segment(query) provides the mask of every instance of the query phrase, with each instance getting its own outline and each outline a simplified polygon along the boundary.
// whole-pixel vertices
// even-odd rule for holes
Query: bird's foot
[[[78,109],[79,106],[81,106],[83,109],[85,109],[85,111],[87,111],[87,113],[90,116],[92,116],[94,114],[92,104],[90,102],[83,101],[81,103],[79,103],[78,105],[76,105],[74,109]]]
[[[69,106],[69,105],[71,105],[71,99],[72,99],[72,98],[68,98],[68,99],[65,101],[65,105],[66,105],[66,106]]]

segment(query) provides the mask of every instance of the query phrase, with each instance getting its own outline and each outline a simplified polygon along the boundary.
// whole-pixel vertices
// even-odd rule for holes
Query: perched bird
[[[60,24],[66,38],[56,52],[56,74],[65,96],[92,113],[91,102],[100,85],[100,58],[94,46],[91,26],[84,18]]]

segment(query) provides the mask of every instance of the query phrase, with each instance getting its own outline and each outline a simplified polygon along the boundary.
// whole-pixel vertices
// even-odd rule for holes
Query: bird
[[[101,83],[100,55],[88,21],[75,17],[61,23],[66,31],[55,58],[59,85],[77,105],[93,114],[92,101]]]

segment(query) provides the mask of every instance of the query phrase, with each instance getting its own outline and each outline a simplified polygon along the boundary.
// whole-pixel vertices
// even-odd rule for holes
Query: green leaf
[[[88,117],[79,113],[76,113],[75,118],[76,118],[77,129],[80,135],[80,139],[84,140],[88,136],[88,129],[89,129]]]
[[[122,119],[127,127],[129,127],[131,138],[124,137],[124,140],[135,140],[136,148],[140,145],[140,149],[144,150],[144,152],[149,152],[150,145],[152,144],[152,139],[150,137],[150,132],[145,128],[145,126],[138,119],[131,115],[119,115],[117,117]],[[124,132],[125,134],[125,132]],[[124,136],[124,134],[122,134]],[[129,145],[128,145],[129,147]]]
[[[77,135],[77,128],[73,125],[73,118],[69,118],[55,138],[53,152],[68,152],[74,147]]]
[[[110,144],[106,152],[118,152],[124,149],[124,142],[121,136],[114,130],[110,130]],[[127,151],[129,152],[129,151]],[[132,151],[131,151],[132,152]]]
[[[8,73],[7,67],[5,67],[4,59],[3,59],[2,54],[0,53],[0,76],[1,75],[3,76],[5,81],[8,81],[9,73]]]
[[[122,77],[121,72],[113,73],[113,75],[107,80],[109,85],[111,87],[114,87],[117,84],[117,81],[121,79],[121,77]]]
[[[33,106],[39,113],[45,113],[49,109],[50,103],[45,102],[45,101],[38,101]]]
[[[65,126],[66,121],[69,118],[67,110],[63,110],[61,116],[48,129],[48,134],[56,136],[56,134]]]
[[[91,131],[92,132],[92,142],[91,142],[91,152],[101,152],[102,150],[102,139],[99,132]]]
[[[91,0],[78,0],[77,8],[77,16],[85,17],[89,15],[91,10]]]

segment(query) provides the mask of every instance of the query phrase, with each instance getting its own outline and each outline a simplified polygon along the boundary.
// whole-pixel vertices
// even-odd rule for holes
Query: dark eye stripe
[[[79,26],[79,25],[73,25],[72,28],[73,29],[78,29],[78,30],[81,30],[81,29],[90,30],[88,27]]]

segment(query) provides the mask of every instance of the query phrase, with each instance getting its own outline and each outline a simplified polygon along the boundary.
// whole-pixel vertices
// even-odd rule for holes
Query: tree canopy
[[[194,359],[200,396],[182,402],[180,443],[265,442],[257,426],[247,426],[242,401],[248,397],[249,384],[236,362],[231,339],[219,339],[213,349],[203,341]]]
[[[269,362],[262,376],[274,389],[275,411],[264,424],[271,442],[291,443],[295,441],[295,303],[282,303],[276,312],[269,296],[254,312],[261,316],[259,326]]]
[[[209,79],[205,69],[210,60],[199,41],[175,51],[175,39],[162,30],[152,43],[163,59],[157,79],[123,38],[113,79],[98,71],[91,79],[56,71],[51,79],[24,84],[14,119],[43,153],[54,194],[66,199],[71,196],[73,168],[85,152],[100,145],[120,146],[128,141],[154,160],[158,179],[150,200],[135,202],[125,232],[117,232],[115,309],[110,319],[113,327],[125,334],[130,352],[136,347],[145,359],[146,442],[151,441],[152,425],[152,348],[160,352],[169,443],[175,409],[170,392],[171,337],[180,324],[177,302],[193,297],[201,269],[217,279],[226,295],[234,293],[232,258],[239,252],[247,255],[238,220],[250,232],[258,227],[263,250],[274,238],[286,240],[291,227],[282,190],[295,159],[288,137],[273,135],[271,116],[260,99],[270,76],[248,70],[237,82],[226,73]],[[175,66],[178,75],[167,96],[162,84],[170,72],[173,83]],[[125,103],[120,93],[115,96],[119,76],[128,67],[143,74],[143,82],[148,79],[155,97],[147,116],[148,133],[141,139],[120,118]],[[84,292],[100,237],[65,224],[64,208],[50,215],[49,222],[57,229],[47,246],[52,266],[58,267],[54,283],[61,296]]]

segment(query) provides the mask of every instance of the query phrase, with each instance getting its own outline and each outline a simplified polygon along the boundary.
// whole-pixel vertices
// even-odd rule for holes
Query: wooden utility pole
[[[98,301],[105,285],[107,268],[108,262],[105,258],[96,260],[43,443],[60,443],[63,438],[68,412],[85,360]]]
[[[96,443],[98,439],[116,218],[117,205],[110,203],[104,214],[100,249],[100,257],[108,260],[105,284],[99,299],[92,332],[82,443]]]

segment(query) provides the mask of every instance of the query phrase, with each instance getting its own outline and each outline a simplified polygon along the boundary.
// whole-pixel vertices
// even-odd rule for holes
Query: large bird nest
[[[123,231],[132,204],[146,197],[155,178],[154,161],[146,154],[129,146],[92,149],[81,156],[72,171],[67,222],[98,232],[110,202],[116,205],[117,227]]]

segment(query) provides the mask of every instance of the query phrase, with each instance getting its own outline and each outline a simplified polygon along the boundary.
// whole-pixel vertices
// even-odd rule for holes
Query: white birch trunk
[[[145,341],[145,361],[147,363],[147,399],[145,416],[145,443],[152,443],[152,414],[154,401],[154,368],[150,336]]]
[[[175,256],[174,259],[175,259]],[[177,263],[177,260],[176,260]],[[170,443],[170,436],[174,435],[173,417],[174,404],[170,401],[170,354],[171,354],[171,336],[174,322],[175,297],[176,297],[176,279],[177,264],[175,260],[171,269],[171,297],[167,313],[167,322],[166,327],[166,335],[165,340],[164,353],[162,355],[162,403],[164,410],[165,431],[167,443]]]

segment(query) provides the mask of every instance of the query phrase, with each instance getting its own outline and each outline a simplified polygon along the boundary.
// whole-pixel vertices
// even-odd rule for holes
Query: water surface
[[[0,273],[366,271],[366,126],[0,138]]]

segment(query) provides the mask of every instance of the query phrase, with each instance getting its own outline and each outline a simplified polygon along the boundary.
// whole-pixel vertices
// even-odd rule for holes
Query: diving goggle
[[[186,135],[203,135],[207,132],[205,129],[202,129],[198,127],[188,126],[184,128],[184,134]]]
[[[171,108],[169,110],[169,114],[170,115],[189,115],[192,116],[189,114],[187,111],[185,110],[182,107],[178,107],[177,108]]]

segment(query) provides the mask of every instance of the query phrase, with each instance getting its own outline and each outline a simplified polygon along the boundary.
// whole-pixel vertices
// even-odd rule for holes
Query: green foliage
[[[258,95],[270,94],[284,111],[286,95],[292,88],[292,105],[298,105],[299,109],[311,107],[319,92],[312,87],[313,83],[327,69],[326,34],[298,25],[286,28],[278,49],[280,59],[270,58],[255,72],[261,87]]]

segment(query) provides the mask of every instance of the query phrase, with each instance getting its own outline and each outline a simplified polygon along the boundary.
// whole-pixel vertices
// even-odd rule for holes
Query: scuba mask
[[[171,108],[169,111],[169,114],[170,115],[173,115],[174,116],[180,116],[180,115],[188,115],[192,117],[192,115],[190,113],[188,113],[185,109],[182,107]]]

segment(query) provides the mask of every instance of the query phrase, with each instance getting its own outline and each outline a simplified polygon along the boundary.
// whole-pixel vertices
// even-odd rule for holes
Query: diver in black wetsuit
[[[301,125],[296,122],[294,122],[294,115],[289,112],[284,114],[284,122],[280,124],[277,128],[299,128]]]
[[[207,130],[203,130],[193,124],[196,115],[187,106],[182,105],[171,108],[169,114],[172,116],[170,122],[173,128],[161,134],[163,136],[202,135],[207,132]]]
+---+
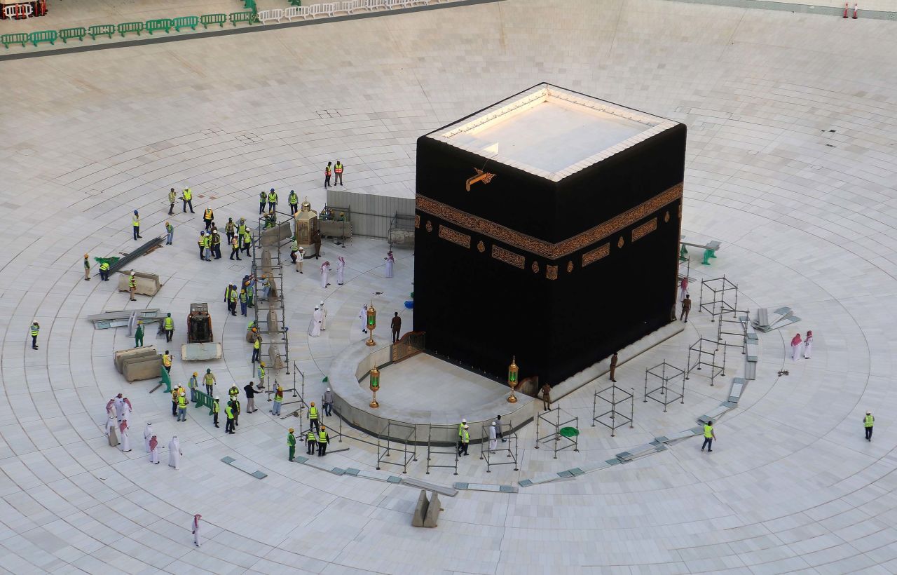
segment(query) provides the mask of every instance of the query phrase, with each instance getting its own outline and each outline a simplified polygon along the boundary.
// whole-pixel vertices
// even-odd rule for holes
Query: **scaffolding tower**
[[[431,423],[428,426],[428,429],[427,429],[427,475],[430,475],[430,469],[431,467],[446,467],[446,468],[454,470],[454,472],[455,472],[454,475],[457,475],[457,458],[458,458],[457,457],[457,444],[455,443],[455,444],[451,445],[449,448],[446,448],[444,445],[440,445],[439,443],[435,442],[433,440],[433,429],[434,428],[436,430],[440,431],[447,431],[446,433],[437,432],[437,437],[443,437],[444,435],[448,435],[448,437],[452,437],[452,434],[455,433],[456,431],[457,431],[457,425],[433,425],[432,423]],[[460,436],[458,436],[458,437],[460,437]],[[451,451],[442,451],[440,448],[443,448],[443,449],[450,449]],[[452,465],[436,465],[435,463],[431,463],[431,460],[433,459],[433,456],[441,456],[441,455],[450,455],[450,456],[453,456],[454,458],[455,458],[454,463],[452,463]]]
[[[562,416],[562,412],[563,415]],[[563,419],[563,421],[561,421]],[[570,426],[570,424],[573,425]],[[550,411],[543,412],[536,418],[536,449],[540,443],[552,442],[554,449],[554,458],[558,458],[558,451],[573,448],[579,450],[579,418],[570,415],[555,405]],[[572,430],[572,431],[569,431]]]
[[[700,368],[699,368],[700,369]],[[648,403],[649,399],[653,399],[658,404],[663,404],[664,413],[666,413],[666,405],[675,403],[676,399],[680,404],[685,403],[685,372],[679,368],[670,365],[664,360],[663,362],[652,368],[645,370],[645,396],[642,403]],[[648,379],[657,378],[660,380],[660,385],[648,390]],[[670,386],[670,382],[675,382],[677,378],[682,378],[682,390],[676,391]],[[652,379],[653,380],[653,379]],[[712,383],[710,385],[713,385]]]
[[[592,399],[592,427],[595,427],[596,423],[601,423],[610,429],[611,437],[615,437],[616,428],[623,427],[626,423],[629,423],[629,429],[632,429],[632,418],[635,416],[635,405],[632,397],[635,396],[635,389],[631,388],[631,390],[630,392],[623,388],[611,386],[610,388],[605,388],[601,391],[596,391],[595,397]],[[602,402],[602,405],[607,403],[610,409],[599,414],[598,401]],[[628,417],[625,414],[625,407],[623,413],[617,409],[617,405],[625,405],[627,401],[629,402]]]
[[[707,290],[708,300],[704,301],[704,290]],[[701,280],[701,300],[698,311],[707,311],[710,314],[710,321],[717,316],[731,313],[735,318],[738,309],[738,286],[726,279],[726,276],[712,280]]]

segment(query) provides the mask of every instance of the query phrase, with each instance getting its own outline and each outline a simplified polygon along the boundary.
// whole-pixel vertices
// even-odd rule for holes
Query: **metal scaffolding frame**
+---+
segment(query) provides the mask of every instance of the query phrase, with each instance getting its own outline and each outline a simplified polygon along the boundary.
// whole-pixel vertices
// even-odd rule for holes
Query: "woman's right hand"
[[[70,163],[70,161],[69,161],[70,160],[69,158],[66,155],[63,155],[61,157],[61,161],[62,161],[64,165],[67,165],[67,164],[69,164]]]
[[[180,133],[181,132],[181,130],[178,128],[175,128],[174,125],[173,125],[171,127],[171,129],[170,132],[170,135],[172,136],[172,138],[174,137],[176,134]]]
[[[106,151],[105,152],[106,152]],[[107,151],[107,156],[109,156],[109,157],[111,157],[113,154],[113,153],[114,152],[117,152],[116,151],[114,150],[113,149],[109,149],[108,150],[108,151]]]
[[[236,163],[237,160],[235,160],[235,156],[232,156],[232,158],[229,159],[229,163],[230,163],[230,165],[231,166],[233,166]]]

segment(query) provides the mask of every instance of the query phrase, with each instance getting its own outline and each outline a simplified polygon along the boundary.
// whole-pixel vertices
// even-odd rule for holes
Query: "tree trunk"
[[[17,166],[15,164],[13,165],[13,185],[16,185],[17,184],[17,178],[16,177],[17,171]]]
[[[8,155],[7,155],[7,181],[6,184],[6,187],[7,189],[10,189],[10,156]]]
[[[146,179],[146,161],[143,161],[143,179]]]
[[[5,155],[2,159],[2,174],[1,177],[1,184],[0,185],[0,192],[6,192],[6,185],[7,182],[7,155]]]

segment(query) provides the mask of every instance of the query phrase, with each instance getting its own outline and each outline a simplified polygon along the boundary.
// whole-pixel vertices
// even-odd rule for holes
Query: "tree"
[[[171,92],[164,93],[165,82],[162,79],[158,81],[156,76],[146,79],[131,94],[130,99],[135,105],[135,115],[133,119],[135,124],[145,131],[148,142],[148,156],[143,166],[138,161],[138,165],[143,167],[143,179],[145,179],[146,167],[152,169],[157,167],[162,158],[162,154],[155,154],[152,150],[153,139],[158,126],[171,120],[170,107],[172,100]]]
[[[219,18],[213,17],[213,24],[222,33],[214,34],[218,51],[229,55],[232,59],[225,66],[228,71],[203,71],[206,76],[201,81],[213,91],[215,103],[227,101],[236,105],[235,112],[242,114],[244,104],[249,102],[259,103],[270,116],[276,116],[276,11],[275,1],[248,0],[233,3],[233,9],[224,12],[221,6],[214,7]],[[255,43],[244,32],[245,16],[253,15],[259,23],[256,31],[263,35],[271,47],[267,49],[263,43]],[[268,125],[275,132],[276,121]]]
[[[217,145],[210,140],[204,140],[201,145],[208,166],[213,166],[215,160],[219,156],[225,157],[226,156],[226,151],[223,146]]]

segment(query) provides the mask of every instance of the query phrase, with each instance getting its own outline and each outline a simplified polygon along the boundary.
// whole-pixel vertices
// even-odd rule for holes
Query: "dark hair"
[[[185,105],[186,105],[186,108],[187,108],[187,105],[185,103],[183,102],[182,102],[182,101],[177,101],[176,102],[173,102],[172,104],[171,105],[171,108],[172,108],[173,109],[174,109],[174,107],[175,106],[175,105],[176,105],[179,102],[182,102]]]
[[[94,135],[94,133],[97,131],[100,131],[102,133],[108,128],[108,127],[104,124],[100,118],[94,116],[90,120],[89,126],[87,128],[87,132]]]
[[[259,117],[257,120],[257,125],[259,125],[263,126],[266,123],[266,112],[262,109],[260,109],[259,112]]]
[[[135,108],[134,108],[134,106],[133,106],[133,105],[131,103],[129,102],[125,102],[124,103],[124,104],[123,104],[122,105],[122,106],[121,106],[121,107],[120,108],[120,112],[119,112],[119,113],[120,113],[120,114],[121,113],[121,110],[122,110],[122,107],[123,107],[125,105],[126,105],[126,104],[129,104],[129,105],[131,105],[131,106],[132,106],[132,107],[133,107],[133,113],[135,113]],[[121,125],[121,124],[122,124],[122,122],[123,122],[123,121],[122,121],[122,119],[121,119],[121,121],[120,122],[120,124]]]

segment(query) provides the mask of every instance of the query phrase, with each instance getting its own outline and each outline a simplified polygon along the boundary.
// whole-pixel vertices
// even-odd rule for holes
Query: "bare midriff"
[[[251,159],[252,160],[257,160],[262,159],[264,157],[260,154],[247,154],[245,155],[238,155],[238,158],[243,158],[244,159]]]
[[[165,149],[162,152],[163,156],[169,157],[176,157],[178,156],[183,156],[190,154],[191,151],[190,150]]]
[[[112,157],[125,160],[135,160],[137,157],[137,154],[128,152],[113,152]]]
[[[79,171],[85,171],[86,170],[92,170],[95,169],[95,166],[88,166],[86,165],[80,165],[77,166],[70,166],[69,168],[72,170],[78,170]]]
+---+
→ **Problem description**
Find every line in the listing above that contains the word "bird", and copy each of those lines.

→ **Exercise answer**
Query: bird's foot
Query: perched bird
Query: bird
Query: large bird nest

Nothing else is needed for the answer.